__Text excerpt__:
********************

Keywords

1 Introduction

Every year, around 1.25 million people die from the road accidents [1] and the resulting congestion incurs a huge amount of money (In the U.S. alone, congestion cost $305 billion in 2017 [2]). VANET has emerged as a solution to these alarming situations. For implementing VANET, a gigantic amount of real-time data (such as of GPS (Global Positioning System), radar, camera, LIDAR (Light Detection and Ranging), Sonar, sensors data), and infotainment data will be exchanged in the coming years. According to Intel, each smart vehicle is going to generate and consume approximately 4 terabytes of data in on average per day driving by 2020 [3].

IEEE 802.11p or IEEE 1609, also known as Dedicated Short-Range Communications (DSRC) standard is reserved for the vehicular networks with 75 MHz bandwidth in the frequency range of 5.85 to 5.925 GHz. This allocated bandwidth is not sufficient enough to accommodate such a massive amount of data [4]. On the other hand, licensed bandwidths or frequencies such as TV band or military radio band are not properly utilized [5]. The report shows that more than 60% bandwidth of below 6 GHz spectrum is not being used or not properly utilized [6]. CR, the concept coined by Mitola & Maguire [7], has emerged as the solution in the bandwidth scarcity problem. CR users are allowed to sense and use these underutilized licensed channels dynamically in an opportunistic manner, as well as for spectrum mobility that allows users to vacate licensed channels re-occupied by licensed users (primary users or PUs). The latency for the safety message exchange must be lower than 100 ms, but in general, the cognitive processes takes around 2 s time [8]. Moreover, a huge amount of network overhead is transmitted due to such cognitive processes and unnecessary repetitive computational tasks have to be performed. These will lead to unnecessary energy consumption.

********************

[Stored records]
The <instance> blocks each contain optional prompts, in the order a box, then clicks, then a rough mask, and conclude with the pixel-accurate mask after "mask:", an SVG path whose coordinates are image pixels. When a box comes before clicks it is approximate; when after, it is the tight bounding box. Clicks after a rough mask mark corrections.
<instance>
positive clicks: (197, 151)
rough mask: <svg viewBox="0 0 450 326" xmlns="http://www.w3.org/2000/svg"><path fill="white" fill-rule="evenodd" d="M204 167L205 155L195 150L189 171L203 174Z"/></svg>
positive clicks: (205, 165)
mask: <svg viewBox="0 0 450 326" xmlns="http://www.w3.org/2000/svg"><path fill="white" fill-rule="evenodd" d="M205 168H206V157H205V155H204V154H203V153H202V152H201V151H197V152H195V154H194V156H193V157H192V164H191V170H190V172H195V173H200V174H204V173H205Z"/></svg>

********************

__Written task__:
Output the entire introduction on vehicular networks word for word, from its first line to its last. The entries are separate material and have nothing to do with the introduction on vehicular networks.

__Written response__:
Keywords

1 Introduction

Every year, around 1.25 million people die from the road accidents [1] and the resulting congestion incurs a huge amount of money (In the U.S. alone, congestion cost $305 billion in 2017 [2]). VANET has emerged as a solution to these alarming situations. For implementing VANET, a gigantic amount of real-time data (such as of GPS (Global Positioning System), radar, camera, LIDAR (Light Detection and Ranging), Sonar, sensors data), and infotainment data will be exchanged in the coming years. According to Intel, each smart vehicle is going to generate and consume approximately 4 terabytes of data in on average per day driving by 2020 [3].

IEEE 802.11p or IEEE 1609, also known as Dedicated Short-Range Communications (DSRC) standard is reserved for the vehicular networks with 75 MHz bandwidth in the frequency range of 5.85 to 5.925 GHz. This allocated bandwidth is not sufficient enough to accommodate such a massive amount of data [4]. On the other hand, licensed bandwidths or frequencies such as TV band or military radio band are not properly utilized [5]. The report shows that more than 60% bandwidth of below 6 GHz spectrum is not being used or not properly utilized [6]. CR, the concept coined by Mitola & Maguire [7], has emerged as the solution in the bandwidth scarcity problem. CR users are allowed to sense and use these underutilized licensed channels dynamically in an opportunistic manner, as well as for spectrum mobility that allows users to vacate licensed channels re-occupied by licensed users (primary users or PUs). The latency for the safety message exchange must be lower than 100 ms, but in general, the cognitive processes takes around 2 s time [8]. Moreover, a huge amount of network overhead is transmitted due to such cognitive processes and unnecessary repetitive computational tasks have to be performed. These will lead to unnecessary energy consumption.